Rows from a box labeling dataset
:::

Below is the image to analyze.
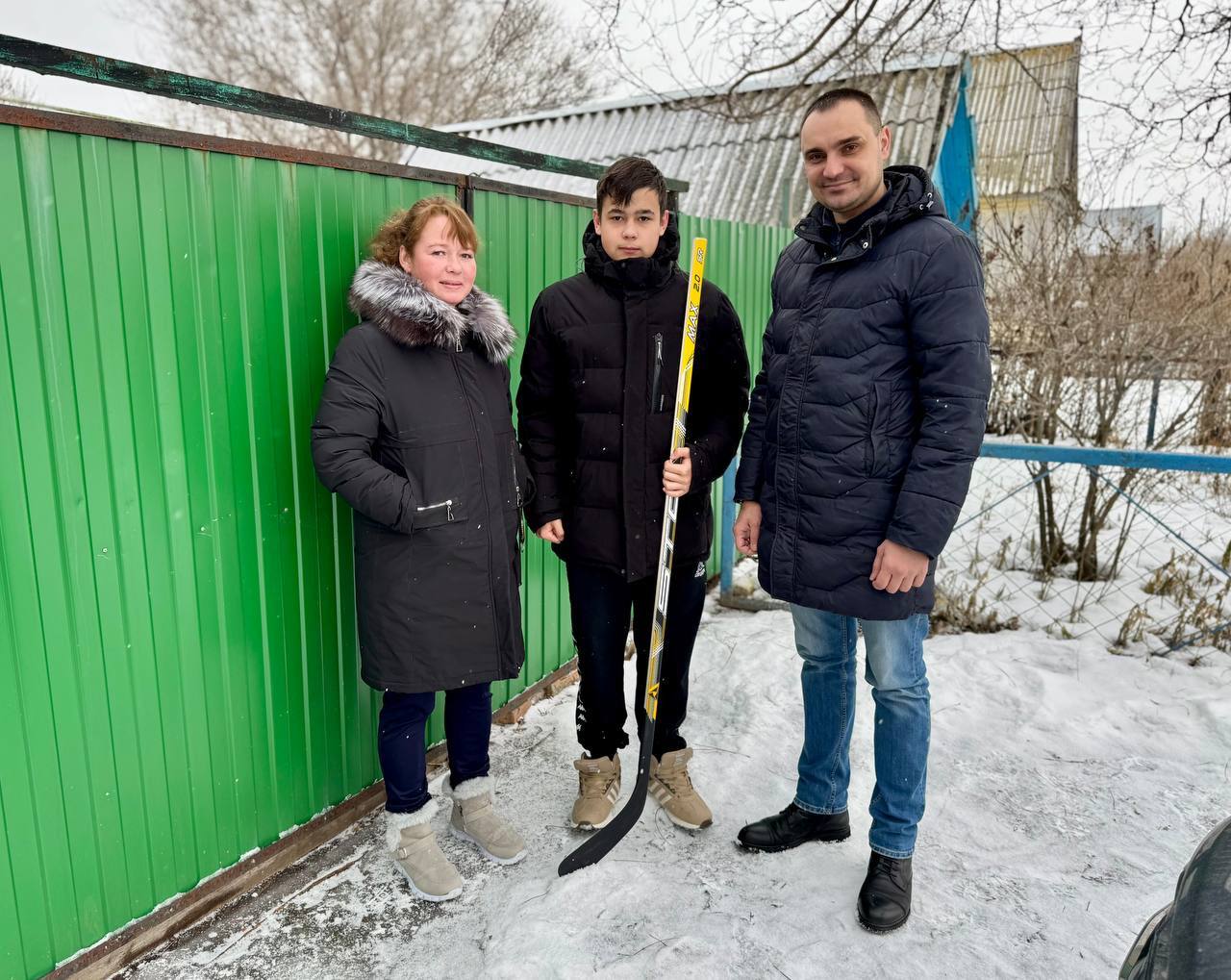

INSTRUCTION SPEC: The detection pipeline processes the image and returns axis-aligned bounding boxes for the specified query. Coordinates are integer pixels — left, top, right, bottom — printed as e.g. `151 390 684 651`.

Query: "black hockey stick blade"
559 716 654 878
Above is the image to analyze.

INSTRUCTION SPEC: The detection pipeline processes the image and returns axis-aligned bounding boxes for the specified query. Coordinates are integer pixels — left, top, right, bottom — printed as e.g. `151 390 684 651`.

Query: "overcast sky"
0 0 1226 230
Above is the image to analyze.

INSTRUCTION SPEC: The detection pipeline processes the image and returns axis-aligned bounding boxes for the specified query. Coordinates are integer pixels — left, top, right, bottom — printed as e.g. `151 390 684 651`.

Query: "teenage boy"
517 157 748 830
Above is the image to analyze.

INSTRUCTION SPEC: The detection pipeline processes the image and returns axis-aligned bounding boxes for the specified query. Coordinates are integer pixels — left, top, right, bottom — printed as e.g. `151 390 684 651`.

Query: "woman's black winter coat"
312 260 528 691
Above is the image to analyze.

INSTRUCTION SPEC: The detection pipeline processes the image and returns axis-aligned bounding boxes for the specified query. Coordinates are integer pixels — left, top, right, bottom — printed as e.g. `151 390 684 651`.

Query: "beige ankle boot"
444 775 526 865
386 800 462 901
650 748 714 830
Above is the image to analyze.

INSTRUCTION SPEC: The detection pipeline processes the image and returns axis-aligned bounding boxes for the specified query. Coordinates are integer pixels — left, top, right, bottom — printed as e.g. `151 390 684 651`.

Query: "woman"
312 197 528 901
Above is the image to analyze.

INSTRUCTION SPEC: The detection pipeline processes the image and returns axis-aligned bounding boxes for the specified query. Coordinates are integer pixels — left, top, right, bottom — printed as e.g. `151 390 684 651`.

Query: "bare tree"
588 0 994 120
985 203 1231 581
588 0 1231 182
135 0 599 157
1088 0 1231 171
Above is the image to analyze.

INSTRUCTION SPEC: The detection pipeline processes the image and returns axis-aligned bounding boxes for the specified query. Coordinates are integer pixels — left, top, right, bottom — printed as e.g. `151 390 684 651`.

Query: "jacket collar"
348 259 517 364
581 212 680 293
795 166 946 263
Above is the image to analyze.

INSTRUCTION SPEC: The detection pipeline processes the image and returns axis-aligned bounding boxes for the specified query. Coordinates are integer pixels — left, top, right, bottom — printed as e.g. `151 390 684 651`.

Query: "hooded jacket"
517 215 748 581
735 166 991 619
312 260 529 691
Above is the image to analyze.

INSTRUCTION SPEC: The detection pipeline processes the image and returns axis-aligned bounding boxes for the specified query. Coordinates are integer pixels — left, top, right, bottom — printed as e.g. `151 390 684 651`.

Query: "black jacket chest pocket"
383 426 478 532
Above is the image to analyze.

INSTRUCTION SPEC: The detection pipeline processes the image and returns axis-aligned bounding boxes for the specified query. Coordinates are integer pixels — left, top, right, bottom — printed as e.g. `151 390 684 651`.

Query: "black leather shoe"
739 803 850 851
856 851 911 932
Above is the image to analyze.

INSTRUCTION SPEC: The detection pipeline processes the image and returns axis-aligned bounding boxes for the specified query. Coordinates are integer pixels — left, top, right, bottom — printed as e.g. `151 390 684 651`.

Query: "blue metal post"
717 458 739 596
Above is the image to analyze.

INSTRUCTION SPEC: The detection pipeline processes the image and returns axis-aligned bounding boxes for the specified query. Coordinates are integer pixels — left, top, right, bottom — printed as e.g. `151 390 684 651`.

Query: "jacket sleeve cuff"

:::

**JOB**
Copy out all of the lines above with "detection pipeline" swapped for "labeling system" wherever it appears, leaving everything else unchanged. Leave the pictures out of your answer.

**ANSWER TO THE EXERCISE**
Below is the image to analyze.

INSTRUCTION SPEC: The labeling system processes the image and returns axis-aligned bounding boxes for the specified query. Coordinates are integer pixels — left, top, right, bottom — printed as e.g. `151 390 684 651`.

Query: "black hockey stick blade"
559 716 654 878
Above is the image to analyze.

INSTRUCTION SPEC: The labeling system processes the image and returns axis-aligned bounding boxes for the specified query. Coordinates are integer pixels — left, top, right, bottom — printed as e.g. `151 390 684 651`.

Query: "overcast sky"
0 0 1226 230
Above is the image to analyze.

INSTRUCTION SPEC: The labeling system processes the image and returns axis-aligned bounding boxes for the specified query. Coordinates are integer pixels — left, top, right, bottom — printed as e.g. `151 390 684 651`.

Query: "teenage boy"
517 157 748 830
Above is the image to analyze.

INSTRUCTION SPEC: The labeling system processes the image and returns axis-aligned bounding boxes for the specified query. Coordinates are integer pixels — left, top, right, bottom — printed as e.g. `151 390 684 651`.

Query: "woman's black winter coat"
312 260 528 691
Above is the image to analyze.

INSTRUCTION SPEC: The labeling system processes the image and returns axis-aligned bounding boxes for the specified query. Coordinates are integer pixels — left, top, right, bottom — printed as e.g. `151 390 684 651`.

Query: "beige ankle boot"
444 775 526 865
386 800 462 901
650 748 714 830
Above is the image to analyze.

INSTRUCTION SPEC: The labeling system processes the image and returns axis-aligned bounding boxes for the specified query. Coordinates are integer pixels — left, top, right, bottom — printed as e.g. `151 390 684 651`.

Query: "woman"
312 197 528 901
Above is the image to analyze.

INSTRUCTION SPEC: The labeling system processes the image and returns axis-aligned bounding boxes for the specified query. Coordinates are integer pixels — left, top, right, bottom — printed as e.g. `151 390 684 651`.

Query: "bare tree"
588 0 994 120
985 203 1231 581
588 0 1231 182
135 0 599 157
1088 0 1231 171
Above is the image to analyze.

INSTRUCTION SPEC: The labeling system processes the image and returns axis-aligned bounding boxes for the specified query. Coordinates are integer pixels — left, top, right, bottom — printed as e.g. `151 390 684 651`.

Query: "jacket collar"
348 259 517 364
581 212 680 293
795 166 946 263
Above is the image to analyze.

INSTRUCTION SPEC: The labeling system processes the image and returns axis-aligned bounding boxes for the specified query. Coordinates are integer pixels — left, top, right, bottom — printed as e.g. `151 390 684 651`.

Query: "hooded jacket"
517 215 748 581
735 166 991 619
312 260 529 691
Above is the image to analyze.

INSTRUCTION SPEC: The labeling system processes the image and returns axis-aligned bounding boxes for the specified query. Coordinates are integer pixels — left, top, right, bottom — printed as e.g. `151 390 684 651`.

Query: "black jacket chest pocket"
383 426 478 532
Above is the image to analyze.

INSTRUCTION SPEC: The labeling system processes the image and returns axis-aligned bounding boxes for the specified query. Coordinates are integer pixels — left, top, right, bottom — printed as e.g. `151 390 684 651`.

Query: "black leather shoe"
739 803 850 851
856 851 911 932
Above is the image to analyze.

INSTRUCTION SPEC: The labeling system processes the image and returns axis-aligned bounding boxes for the specified query. Coordinates are integer pixels — left, top, right, bottom — printed as e.g. `151 390 684 651`.

Query: "blue metal post"
717 458 739 596
Above is the image to analyze.

INSTRUCTION SPEC: The labeling system processes the image and returns axis-aligned bounding boxes for the specified query. Coordinates are integer pixels — left, top, right, bottom — printed as e.g. `151 390 684 651`.

Query: "jacket sleeve cuff"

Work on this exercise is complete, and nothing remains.